Your gum disease is incredibly more complex than you think
Many people tend to think of gum disease as bleeding gums after brushing or flossing. They do not realize that this symptom indicates that a potentially terrible disease is already present in their gums. Others have learned the hard way that letting this disease go untreated leads to severely damaged gums, bone loss in the jaw, and lost teeth. Periodontitis remains the number one reason Americans are losing their teeth today.
What Is Periodontal Disease?
The initial stages of gum disease are called gingivitis. While in this stage, the symptoms are rather mild, but damage may be occurring elsewhere. Along with the bacteria that cause gum disease, inflammation is occurring at the same time. A strong connection has been found to occur between the inflammation caused by the bacteria that cause gum disease, and major health issues.
Complications of Periodontal Disease
The health issues caused by the inflammation from periodontal disease include cardiovascular disease, stroke, diabetes, problems with pregnancy, and many more. Having this gum disease raises your risk of cardiovascular disease by 19 percent, but it is increased to 44 percent for those 65 or older. People with diabetes have an increased mortality risk that is 3.2 times greater than those without the disease.
How Periodontal Disease Works
The bacteria that produce gum disease are naturally found in the mouth. In a healthy mouth, they are kept in control by the many good bacteria that is also present. When sugar or carbs are introduced, the bad bacteria produce an acid. The presence of the acid and the inflammation caused by it leads to a natural reaction from the immune system.
The acid and inflammation, as well as the various components of the immune system, ultimately begin to work together to bring about the destruction that periodontal disease is known for. The white blood cells start coming to the site because of signaling from the cytokines, which are proteins secreted by cells notifying the immune system of inflammation.
One particular type of white blood cells, called neutrophils, is the main kind of white blood cells in the human body. Cytokines signal for them to come to the site of inflammation. The neutrophils begin their work of attempting to curb the harmful bacteria and other agents seek to curb the inflammation.
During the process of attempting to curb the inflammation, however, some cells stop fulfilling their normal function – the fibroplasts, endothelial cells, and the epithelial cells. In the presence of certain other compounds and hormones, they are turned off. The cells that provide materials to maintain and strengthen the matrix that supports your gums and teeth cease to function, bringing about the faster destruction of it. Once the source of new structural material is turned off, the inflammation and the bacteria causing gum disease can gain free access to the site, bringing in many more reinforcements.

### Records shown
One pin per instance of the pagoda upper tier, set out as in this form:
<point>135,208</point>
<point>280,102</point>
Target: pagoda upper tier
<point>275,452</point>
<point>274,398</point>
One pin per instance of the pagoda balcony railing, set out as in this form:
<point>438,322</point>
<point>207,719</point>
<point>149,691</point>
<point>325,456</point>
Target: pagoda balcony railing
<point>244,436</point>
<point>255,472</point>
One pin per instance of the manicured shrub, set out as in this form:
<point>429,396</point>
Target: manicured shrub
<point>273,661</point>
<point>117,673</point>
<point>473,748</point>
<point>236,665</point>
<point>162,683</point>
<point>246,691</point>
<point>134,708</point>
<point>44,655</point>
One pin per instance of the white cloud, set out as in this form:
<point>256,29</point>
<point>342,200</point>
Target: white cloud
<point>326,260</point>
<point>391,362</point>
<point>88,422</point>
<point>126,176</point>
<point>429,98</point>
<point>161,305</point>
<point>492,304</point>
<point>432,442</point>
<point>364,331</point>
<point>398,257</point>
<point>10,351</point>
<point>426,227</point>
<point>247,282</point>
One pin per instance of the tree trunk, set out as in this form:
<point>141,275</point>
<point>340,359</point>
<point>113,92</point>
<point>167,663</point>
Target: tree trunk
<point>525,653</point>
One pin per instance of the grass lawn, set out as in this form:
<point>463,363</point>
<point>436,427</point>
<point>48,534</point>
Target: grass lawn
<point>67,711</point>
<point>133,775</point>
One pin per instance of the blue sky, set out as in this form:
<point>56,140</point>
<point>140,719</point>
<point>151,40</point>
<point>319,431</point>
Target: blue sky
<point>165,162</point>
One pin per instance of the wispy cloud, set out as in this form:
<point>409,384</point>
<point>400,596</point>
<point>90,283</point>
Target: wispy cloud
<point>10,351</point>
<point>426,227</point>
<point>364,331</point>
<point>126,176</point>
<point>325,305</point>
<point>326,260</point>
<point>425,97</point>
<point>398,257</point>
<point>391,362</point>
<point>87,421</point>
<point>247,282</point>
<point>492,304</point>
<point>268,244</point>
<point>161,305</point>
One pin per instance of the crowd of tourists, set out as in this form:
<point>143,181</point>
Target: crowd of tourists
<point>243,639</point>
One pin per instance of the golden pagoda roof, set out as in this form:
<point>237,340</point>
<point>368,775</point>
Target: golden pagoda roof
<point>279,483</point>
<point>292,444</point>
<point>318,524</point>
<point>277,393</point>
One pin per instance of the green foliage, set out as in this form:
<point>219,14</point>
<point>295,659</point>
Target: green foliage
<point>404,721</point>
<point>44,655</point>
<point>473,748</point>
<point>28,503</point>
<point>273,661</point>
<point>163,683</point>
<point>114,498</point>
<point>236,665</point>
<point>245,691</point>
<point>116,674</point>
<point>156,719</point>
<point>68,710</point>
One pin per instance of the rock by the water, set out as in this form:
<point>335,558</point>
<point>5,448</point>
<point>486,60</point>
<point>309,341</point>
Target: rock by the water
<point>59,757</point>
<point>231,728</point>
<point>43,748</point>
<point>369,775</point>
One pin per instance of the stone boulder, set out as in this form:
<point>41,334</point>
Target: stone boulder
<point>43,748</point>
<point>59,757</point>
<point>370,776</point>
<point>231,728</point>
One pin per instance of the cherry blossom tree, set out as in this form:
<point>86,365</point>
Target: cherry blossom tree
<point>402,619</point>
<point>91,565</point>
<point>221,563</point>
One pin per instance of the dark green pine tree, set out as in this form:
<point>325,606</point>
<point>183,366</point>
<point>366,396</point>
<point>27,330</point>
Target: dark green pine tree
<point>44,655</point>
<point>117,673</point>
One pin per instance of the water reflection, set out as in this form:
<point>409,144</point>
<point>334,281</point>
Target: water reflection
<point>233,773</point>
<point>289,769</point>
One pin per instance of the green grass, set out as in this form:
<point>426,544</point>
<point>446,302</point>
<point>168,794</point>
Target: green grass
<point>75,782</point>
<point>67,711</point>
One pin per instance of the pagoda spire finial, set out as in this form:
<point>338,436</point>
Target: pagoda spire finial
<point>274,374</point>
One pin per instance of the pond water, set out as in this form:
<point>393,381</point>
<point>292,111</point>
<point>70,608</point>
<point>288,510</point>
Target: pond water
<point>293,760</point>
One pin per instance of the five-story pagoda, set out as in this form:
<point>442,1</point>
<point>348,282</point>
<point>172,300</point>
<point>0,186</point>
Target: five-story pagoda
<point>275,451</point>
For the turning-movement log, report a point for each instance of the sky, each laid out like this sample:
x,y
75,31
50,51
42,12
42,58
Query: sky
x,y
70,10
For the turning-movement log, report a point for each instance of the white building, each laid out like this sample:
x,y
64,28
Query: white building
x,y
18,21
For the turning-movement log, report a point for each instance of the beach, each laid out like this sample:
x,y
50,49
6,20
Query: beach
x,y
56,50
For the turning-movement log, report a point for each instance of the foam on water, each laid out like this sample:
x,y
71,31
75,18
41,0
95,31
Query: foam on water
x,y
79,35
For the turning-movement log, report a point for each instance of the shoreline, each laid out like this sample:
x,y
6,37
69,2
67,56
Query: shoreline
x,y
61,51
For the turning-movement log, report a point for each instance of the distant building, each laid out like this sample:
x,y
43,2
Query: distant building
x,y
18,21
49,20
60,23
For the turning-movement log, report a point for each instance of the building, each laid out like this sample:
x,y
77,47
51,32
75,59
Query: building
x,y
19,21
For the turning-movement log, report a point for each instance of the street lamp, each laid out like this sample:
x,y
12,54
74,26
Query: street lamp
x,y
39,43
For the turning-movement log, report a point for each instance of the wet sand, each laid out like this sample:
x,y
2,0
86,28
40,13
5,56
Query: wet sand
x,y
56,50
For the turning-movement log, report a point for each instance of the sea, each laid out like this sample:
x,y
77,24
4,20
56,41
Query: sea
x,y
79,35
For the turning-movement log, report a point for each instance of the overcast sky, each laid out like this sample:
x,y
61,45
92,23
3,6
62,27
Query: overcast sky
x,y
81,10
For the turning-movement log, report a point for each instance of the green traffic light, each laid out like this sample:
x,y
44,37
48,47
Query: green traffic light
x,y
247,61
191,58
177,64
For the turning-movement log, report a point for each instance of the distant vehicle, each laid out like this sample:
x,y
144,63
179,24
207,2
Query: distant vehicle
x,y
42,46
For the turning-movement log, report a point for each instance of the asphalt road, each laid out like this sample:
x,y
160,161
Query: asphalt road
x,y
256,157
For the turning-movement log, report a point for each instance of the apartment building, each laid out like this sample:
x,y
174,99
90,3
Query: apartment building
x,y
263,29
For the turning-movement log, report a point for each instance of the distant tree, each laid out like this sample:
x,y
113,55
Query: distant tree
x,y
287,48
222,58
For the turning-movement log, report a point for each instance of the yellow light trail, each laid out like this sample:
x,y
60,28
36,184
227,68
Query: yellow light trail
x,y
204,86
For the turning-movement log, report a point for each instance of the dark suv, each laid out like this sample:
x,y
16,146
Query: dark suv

### Assignment
According to the text on periodontal disease, why does the matrix that supports the gums and teeth begin to break down faster? Answer in one to three sentences.

### Your response
While the body tries to curb the inflammation, certain other compounds and hormones turn off the cells that supply materials to maintain and strengthen the matrix, so the matrix is destroyed faster. With that source of new structural material shut off, the inflammation and the bacteria causing gum disease gain free access to the site and bring in many more reinforcements.